• Given problem:
Extract every line from the records below and copy each one word for word, in the same order.

• Material provided:

#####

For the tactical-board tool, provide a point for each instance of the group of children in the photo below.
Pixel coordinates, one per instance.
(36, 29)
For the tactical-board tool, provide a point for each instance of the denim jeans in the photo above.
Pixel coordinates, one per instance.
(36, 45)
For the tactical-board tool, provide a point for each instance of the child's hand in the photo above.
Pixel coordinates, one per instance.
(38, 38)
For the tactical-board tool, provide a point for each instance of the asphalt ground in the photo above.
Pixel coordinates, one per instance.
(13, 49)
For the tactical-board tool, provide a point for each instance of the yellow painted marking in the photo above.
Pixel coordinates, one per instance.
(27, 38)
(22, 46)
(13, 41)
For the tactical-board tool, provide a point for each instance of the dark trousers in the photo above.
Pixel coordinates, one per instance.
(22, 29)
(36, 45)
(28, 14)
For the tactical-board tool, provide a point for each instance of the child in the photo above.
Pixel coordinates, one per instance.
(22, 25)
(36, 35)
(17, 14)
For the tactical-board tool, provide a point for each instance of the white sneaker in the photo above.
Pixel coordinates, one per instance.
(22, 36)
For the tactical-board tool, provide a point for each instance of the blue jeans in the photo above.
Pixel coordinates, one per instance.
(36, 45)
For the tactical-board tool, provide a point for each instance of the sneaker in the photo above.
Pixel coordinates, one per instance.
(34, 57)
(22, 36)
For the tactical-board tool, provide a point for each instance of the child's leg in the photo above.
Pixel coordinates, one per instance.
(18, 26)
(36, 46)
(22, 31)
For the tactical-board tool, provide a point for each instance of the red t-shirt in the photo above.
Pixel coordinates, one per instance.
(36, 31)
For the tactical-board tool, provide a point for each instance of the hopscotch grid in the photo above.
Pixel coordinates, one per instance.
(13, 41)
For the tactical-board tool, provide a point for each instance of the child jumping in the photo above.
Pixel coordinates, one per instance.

#####

• The result:
For the tactical-board tool, provide a point for each instance of the group of children in the photo below.
Pixel coordinates, one per instance.
(36, 29)
For the tactical-board tool, provide a point for each instance of the denim jeans in the photo above.
Pixel coordinates, one per instance.
(36, 45)
For the tactical-board tool, provide a point for each instance of the child's hand in the photo above.
Pixel coordinates, one per instance.
(38, 38)
For the tactical-board tool, provide a point for each instance of the asphalt ground in the photo above.
Pixel coordinates, one per instance.
(13, 49)
For the tactical-board tool, provide a point for each instance of the yellow painted marking in the photo above.
Pixel coordinates, one per instance.
(27, 38)
(22, 46)
(13, 41)
For the tactical-board tool, provide a point for each instance of the dark trousers in the photo above.
Pixel coordinates, one per instance.
(22, 29)
(36, 45)
(28, 14)
For the tactical-board tool, provide a point for each instance of the child in the photo above.
Pixel coordinates, one per instance.
(22, 25)
(36, 35)
(17, 14)
For the tactical-board tool, provide a point for each instance of the white sneaker in the photo above.
Pixel coordinates, one per instance.
(22, 36)
For the tactical-board tool, provide a point for each instance of the blue jeans in the photo above.
Pixel coordinates, one per instance.
(36, 45)
For the tactical-board tool, provide a point for each instance of the sneaker in the photo above.
Pixel coordinates, one per instance.
(34, 57)
(22, 36)
For the tactical-board tool, provide a point for each instance of the child's leg in the photo above.
Pixel coordinates, one per instance.
(18, 26)
(36, 46)
(22, 31)
For the tactical-board tool, provide a point for each instance of the red t-shirt in the photo above.
Pixel coordinates, one per instance.
(36, 31)
For the tactical-board tool, provide a point for each instance of the hopscotch grid in the photo above.
Pixel coordinates, one per instance.
(13, 41)
For the tactical-board tool, provide a point for each instance of the child jumping in the photo above.
Pixel coordinates, one per instance.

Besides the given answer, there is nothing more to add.